The Redemption Of NFS
November 30, 2017 David Flynn
If thinking of NFS v4 puts a bad taste in your mouth, you are not alone. Or wrong. NFS v4.0 and v4.1 have had some valid, well-documented growing pains that include limited bandwidth and scalability. These issues were a result of a failure to properly address performance issues in the v4.0 release.
File systems are the framework upon which the entire house is built, so these performance issues were not trivial problems for us in IT. Thanks to the dedication of the NFS developer community, NFS v4.2 solves the problems of v4.0 and v4.1 and also introduces a host of new features that make the file system ideal for the demands of the data-centric enterprise. Let’s take a closer look at how NFS 4.2 found redemption.
NFS earned its reputation for slow performance. The performance of NFS v3, while adequate, was often deemed unsuitable for high performance applications. As a stateless file system, protecting data integrity required additional protocol operations. Data access requests typically required five to six trips between the client and the NFS server for common file operations. In addition, NFS v3 could not effectively cache data on clients, so all access requests required these multiple steps and data had to traverse the network.
High Performance And Stateful
NFS v4 attempted to fix this problem by making the protocol stateful and enabling data caching on clients with the delegations feature. The problem with NFS v4 until now is that the rest of the architecture wasn’t designed to take advantage of this feature. The number of trips between the client and the NFS server actually increased from five to six to around ten. This overly chatty approach, offset the benefits of data caching, and performance and scalability from NFS v3 to NFS v4 got worse instead of better.

Requests
1. Find each line in the rows that contains the string "link", matching upper and lower case exactly, and copy those lines out.
2. Continue the NFS article from its last sentence.
The NFS article and the rows come from two unrelated sources.

Exercise input
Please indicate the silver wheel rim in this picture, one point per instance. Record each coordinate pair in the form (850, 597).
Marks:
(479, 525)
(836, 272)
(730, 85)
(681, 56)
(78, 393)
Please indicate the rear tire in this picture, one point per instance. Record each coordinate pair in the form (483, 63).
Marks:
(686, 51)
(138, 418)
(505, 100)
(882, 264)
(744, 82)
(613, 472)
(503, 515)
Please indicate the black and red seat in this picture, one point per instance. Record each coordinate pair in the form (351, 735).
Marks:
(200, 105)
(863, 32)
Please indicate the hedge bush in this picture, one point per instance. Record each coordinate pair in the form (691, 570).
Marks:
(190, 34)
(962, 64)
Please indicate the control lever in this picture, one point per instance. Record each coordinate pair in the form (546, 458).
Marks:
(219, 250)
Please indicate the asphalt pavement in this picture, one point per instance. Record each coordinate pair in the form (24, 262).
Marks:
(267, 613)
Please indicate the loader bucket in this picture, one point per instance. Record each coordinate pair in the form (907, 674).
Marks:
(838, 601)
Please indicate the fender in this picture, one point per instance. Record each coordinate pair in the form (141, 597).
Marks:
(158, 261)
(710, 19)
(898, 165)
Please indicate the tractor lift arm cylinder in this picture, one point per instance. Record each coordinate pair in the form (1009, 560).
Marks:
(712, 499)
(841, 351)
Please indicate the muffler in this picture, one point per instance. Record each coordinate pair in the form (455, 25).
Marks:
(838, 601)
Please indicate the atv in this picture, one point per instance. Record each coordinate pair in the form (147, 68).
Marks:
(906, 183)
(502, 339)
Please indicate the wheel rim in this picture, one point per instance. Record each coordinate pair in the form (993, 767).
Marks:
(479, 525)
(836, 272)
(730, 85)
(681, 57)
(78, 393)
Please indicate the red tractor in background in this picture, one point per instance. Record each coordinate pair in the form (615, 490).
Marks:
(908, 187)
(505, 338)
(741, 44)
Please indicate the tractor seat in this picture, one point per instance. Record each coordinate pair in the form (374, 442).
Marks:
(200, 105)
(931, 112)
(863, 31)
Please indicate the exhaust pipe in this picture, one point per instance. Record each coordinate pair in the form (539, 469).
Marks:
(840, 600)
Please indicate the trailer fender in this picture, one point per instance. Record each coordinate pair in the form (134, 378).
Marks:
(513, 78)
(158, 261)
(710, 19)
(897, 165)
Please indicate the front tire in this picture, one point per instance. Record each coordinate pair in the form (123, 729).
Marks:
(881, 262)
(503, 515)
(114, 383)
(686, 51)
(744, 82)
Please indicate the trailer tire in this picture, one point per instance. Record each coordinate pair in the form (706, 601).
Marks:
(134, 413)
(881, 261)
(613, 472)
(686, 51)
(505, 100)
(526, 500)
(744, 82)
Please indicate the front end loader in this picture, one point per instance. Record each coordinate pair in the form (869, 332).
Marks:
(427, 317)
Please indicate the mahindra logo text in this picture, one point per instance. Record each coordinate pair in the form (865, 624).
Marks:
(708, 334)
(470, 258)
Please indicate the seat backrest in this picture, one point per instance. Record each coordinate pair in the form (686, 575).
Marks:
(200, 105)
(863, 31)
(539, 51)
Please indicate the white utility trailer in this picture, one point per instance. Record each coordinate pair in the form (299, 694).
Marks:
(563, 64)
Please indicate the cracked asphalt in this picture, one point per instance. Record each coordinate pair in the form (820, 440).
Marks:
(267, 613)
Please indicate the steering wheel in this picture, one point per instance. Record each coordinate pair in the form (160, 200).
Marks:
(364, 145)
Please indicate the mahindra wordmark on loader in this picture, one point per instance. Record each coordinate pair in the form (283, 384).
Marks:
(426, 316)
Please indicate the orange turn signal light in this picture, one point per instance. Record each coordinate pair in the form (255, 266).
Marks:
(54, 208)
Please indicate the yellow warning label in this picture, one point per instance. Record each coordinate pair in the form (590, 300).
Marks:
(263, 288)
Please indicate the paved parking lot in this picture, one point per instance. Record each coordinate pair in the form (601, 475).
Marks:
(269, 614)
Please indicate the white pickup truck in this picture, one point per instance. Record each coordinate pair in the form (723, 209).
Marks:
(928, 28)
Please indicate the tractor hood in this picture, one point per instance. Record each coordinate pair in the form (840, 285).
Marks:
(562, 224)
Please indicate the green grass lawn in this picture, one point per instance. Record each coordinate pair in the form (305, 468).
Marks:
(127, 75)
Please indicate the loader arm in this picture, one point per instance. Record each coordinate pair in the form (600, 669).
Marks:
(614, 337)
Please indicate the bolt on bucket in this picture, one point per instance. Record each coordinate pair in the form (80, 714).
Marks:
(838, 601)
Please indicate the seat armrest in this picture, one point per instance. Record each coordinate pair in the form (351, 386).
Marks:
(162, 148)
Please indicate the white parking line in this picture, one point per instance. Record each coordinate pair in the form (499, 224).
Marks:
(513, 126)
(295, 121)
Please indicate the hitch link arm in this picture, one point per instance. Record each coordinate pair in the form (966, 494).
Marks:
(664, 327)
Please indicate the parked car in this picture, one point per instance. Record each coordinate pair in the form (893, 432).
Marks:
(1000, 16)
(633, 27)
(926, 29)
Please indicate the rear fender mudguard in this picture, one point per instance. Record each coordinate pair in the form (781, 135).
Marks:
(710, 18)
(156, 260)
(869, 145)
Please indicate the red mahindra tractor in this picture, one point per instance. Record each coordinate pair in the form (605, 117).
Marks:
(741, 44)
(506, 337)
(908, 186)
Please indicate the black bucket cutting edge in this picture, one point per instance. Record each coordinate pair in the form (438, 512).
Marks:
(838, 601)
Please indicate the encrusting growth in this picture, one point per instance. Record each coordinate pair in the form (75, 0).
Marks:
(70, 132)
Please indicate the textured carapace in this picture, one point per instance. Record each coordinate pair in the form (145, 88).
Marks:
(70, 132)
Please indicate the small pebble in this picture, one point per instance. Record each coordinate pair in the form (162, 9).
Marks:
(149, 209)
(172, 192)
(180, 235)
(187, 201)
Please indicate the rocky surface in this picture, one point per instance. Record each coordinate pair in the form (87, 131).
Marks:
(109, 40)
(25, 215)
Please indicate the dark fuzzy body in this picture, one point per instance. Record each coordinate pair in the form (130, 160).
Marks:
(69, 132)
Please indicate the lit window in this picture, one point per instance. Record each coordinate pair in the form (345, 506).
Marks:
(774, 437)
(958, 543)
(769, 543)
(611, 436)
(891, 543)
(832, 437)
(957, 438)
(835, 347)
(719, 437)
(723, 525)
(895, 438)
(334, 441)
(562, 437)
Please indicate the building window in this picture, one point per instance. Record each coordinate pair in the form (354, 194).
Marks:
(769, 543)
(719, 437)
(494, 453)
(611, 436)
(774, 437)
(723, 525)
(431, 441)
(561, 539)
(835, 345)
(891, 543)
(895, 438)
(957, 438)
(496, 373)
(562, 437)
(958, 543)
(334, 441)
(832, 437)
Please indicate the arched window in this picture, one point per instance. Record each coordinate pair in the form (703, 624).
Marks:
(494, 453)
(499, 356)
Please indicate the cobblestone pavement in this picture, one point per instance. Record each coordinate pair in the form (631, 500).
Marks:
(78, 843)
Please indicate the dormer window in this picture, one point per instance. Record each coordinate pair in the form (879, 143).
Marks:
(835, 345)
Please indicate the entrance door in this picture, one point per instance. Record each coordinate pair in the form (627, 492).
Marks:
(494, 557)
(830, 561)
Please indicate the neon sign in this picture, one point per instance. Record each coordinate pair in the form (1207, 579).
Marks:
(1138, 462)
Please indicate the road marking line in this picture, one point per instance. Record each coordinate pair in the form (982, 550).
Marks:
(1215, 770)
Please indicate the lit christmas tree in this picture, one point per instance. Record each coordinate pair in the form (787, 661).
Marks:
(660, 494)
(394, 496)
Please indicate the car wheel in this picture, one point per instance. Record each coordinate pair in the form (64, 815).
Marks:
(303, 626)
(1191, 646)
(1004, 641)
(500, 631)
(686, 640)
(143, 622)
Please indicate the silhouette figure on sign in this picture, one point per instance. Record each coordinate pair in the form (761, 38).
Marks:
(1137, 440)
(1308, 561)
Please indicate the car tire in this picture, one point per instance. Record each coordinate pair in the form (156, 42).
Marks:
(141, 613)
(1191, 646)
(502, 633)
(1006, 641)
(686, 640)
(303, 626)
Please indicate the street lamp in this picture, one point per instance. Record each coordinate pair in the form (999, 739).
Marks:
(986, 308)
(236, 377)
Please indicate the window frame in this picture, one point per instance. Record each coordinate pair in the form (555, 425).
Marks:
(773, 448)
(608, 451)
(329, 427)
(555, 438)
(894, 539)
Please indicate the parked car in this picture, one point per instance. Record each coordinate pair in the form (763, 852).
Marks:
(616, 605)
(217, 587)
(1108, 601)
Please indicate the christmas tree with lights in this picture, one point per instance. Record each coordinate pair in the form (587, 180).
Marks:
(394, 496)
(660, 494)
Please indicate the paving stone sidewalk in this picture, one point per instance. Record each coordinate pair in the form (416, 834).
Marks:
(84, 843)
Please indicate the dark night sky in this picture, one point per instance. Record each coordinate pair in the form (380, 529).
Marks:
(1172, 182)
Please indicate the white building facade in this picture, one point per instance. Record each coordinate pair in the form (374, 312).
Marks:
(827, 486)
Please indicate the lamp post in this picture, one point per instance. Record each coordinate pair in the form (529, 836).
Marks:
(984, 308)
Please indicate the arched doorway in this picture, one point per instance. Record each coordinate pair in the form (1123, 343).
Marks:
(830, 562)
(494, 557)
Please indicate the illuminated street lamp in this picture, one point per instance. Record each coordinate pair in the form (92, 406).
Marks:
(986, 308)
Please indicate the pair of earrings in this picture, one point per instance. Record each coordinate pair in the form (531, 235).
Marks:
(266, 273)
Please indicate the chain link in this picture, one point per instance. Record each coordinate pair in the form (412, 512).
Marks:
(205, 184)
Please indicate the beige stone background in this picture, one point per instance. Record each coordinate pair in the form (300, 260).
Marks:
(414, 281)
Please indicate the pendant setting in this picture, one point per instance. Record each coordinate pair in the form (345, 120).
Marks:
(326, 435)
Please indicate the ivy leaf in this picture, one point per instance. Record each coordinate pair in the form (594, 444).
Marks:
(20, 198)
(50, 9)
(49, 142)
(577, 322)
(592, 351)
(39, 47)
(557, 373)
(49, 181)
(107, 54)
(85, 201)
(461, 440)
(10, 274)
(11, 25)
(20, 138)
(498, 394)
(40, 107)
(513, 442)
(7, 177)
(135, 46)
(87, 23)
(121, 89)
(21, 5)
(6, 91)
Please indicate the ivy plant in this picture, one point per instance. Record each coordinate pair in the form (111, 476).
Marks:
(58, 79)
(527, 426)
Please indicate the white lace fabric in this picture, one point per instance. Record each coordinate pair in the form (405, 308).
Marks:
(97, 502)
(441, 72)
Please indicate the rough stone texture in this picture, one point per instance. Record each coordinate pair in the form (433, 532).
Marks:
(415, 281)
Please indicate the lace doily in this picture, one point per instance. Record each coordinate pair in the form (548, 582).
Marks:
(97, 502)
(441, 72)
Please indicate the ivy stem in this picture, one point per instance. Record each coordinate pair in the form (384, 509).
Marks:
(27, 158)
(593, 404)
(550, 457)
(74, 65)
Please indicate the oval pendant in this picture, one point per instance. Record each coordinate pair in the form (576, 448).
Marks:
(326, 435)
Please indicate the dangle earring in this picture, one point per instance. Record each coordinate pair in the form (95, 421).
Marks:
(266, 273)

Answers below
1.
Please indicate the hitch link arm in this picture, one point per instance. Record each coordinate pair in the form (966, 494).
Please indicate the chain link in this picture, one point per instance. Record each coordinate pair in the form (412, 512).

2.
NFS v4.2 finally fixes those problems. At the protocol layer, NFS v4.2 is more efficient as compared with NFS v3. And v4.2 is able to leverage NFS compound operations, which means fewer round trips to the NFS server and therefore lower latency for metadata. If an application is accessing data cached on the client – which is very common – the data is accessed directly, without the need to check with server at all. Data access to storage with NFS v4.2 is direct, using NFS v3 for data read and write operations, as it delivers compatibility with all existing NFS v3 storage. The data IOPS and throughput is limited only by the storage and network capabilities.
In addition, NFS v4.2 enables clients to access multiple storage devices in parallel with a feature called parallel NFS (pNFS). The performance improvements created by these features in aggregate are significant and make NFS v4.2 an excellent choice for mission-critical applications.
All of these improvements make NFS v4.2 significantly faster, but running NFS v3 benchmarks against it will not reflect these improvements. This is because the NFS v3 tests were designed for a stateless architecture and performed simple file operations, such as opening or creating a thousand files. NFS v4.2 outperforms NFS v3 dramatically in tests that measure real-world operations, such as creating a file that is then accessed by another application. These are the kinds of performance improvements that really impact business.
NFS 4.2 also offers a number of other improvements and innovations:
- Protecting business continuity with live data migration. The Flex Files feature in NFS v4.2 enables live files to be moved without impacting applications. Flex Files can non-disruptively recall layouts, which enables data access and data integrity to be maintained, even as files are being copied. This feature has enormous ramifications for enterprises as it can eliminate the downtime associated with migrations and upgrades. Enterprises can combine this capability with software, such as a metadata engine, that can virtualize data across heterogeneous storage types, and automate the movement and placement data according to IT-defined business objectives. This level of automation can dramatically reduce the instance of human error that is currently the source of 60 percent to 80 percent of all downtime events.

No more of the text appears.